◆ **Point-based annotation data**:

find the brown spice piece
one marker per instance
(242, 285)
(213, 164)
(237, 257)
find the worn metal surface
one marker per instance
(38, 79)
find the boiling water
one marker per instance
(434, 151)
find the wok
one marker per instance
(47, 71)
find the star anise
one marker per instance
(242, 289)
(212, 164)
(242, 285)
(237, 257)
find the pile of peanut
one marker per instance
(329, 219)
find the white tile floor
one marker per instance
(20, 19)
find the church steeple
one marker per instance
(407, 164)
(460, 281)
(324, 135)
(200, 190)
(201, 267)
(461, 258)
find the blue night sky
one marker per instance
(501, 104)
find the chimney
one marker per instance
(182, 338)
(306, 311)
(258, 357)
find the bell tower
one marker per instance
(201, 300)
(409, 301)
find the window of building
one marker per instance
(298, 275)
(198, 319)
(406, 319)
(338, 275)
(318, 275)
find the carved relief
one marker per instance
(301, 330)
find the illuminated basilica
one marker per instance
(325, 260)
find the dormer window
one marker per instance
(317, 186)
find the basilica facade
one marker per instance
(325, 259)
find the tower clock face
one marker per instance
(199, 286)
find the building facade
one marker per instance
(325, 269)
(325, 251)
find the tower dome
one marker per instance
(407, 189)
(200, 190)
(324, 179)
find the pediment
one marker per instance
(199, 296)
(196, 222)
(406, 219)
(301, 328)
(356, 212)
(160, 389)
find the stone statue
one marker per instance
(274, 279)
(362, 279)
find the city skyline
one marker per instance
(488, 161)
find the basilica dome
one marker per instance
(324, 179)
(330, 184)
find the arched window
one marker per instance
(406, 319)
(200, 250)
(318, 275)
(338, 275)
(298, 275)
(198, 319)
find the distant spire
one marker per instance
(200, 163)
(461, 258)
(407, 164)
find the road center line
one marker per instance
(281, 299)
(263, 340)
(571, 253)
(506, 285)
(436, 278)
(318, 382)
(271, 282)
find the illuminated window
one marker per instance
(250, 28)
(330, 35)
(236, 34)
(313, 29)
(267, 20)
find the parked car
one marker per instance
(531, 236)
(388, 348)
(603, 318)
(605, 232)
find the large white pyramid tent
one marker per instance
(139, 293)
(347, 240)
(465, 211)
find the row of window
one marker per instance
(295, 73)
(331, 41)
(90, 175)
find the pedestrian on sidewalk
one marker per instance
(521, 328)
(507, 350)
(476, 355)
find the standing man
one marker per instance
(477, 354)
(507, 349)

◆ **What to do**: Output the material as a two-column CSV with the headers "request" and "points". Include one row for every request in the material, and put each field in quotes with its line breaks replaced by spaces.

◆ **Correct response**:
request,points
"find the brown spice piece one marker per instance","(242, 285) (213, 164) (237, 257)"
"find the worn metal surface one marker per instance","(38, 79)"
"find the boiling water one marker per instance","(434, 151)"
"find the wok one marker per instance","(47, 71)"
"find the star anise one marker per instance","(242, 289) (212, 164) (242, 285) (237, 257)"
"find the pile of peanut one marker per instance","(329, 219)"
"find the white tile floor one marker per instance","(20, 19)"
"find the church steeple one marker per instance","(407, 164) (460, 281) (324, 135) (200, 190) (201, 267) (461, 258)"
"find the blue night sky one marker per instance","(501, 104)"
"find the chimney one marker per instance","(182, 338) (306, 311) (258, 357)"
"find the bell tower one marker per instance","(201, 300) (409, 301)"
"find the window of building one marker per instance","(298, 275) (198, 319) (406, 319) (338, 275) (318, 275)"
"find the carved relief one marker per instance","(301, 330)"
"find the illuminated basilica one marker per instance","(325, 260)"
"find the dormer window one marker per instance","(317, 186)"
"find the basilica facade one marker per instance","(325, 259)"
"find the tower clock face one marker per instance","(199, 286)"
"find the building facade one marker per instance","(325, 269) (325, 251)"
"find the tower dome one marker per instance","(407, 189) (200, 190) (324, 179)"
"find the pediment one marker per instance","(199, 296) (196, 222) (406, 219) (301, 328) (356, 212) (160, 389)"
"find the stone statue one marker per instance","(274, 279) (362, 279)"
"find the city skyline one marker per instance","(488, 161)"
"find the basilica dome one marker per instance","(324, 179) (330, 184)"
"find the arched window one marker per instance","(406, 319) (200, 250) (318, 275) (338, 275) (298, 275) (198, 319)"
"find the distant spire one marker per instance","(200, 163) (461, 258) (407, 164)"
"find the road center line one marker per instance","(281, 299) (263, 340) (571, 253) (506, 285) (436, 278) (318, 382) (271, 282)"
"find the illuminated window one marker per instance","(250, 28) (330, 35) (236, 34) (313, 29) (267, 20)"
"find the parked car one marker per instance","(531, 236) (388, 348) (603, 318) (605, 232)"
"find the large white pyramid tent one marker per instance","(139, 293) (347, 240) (465, 211)"
"find the row of window one marker per instance","(295, 73) (331, 41) (90, 175)"
"find the pedestrian on sidewalk one marker per instance","(521, 328) (507, 350) (476, 355)"
"find the standing man one marker per instance","(477, 354) (507, 349)"